- [USING THE INFORMATION]
1. Summarize the blood doping text in two sentences.
2. From the blood doping text, return everything from "CONCLUSIONS: When applied" down to "and behavioral heterogeneities.".

- [TEXT SHOWN]
.....

RESULTS: In addition to an expected difference between endurance and nonendurance athletes, we found nationality to be the major factor of heterogeneity. Estimates of the prevalence of blood doping ranged from 1% to 48% for subpopulations of samples and a mean of 14% for the entire study population. Extreme cases of secondary polycythemia highlighted the health risks associated with blood manipulations.
CONCLUSIONS: When applied at a population level, in this case the population of samples, hematological data can be used to estimate period prevalence of blood doping in elite sports. We found that the world's top-level athletes are not only heterogeneous in physiological and anthropometric factors but also in their doping behavior, with contrasting attitudes toward doping between countries. When applied at the individual level, the same biomarkers, as formalized in the Athlete Biological Passport paradigm, can be used in analysis of the observed different physiological characteristics and behavioral heterogeneities.

.....

- [RAW DATA]
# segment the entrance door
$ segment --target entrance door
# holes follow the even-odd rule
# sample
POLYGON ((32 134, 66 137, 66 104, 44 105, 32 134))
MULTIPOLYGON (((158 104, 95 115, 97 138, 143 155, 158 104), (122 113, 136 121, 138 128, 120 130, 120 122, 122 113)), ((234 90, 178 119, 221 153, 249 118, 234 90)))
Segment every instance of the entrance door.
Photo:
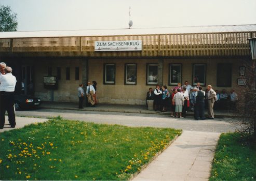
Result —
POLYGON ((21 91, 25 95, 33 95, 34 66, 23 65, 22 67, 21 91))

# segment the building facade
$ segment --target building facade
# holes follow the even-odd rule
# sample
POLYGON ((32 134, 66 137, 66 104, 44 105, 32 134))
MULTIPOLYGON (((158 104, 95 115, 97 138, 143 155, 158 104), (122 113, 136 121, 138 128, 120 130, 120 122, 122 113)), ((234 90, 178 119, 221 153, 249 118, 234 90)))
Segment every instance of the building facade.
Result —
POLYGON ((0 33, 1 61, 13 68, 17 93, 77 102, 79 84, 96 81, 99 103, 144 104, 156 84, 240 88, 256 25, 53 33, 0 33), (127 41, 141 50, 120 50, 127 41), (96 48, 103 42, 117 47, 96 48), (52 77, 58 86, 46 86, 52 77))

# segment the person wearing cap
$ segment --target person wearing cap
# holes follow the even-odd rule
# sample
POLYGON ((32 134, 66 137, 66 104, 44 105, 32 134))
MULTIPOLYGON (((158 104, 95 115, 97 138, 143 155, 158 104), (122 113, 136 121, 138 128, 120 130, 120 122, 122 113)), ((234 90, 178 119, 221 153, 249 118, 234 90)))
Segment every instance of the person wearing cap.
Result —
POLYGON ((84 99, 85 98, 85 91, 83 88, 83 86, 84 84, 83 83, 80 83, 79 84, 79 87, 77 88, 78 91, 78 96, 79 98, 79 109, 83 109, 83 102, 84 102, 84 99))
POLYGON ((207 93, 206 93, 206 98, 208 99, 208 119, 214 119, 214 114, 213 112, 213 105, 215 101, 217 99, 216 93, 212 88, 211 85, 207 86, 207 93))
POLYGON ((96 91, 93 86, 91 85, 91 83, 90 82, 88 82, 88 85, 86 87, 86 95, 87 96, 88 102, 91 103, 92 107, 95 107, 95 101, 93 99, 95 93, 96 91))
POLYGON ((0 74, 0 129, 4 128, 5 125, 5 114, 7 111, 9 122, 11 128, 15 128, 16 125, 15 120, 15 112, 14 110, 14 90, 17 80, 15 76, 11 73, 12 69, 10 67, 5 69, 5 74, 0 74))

.....

- [PROBLEM SOLUTIONS]
1. Blood doping prevalence estimates ranged from 1% to 48% across subpopulations of samples, with a mean of 14% for the whole study population, and nationality was the major factor of heterogeneity besides the expected endurance versus nonendurance difference. Hematological data applied at a population level can estimate period prevalence of blood doping in elite sports, and top-level athletes differ in their doping behavior, with contrasting attitudes toward doping between countries.

2.
CONCLUSIONS: When applied at a population level, in this case the population of samples, hematological data can be used to estimate period prevalence of blood doping in elite sports. We found that the world's top-level athletes are not only heterogeneous in physiological and anthropometric factors but also in their doping behavior, with contrasting attitudes toward doping between countries. When applied at the individual level, the same biomarkers, as formalized in the Athlete Biological Passport paradigm, can be used in analysis of the observed different physiological characteristics and behavioral heterogeneities.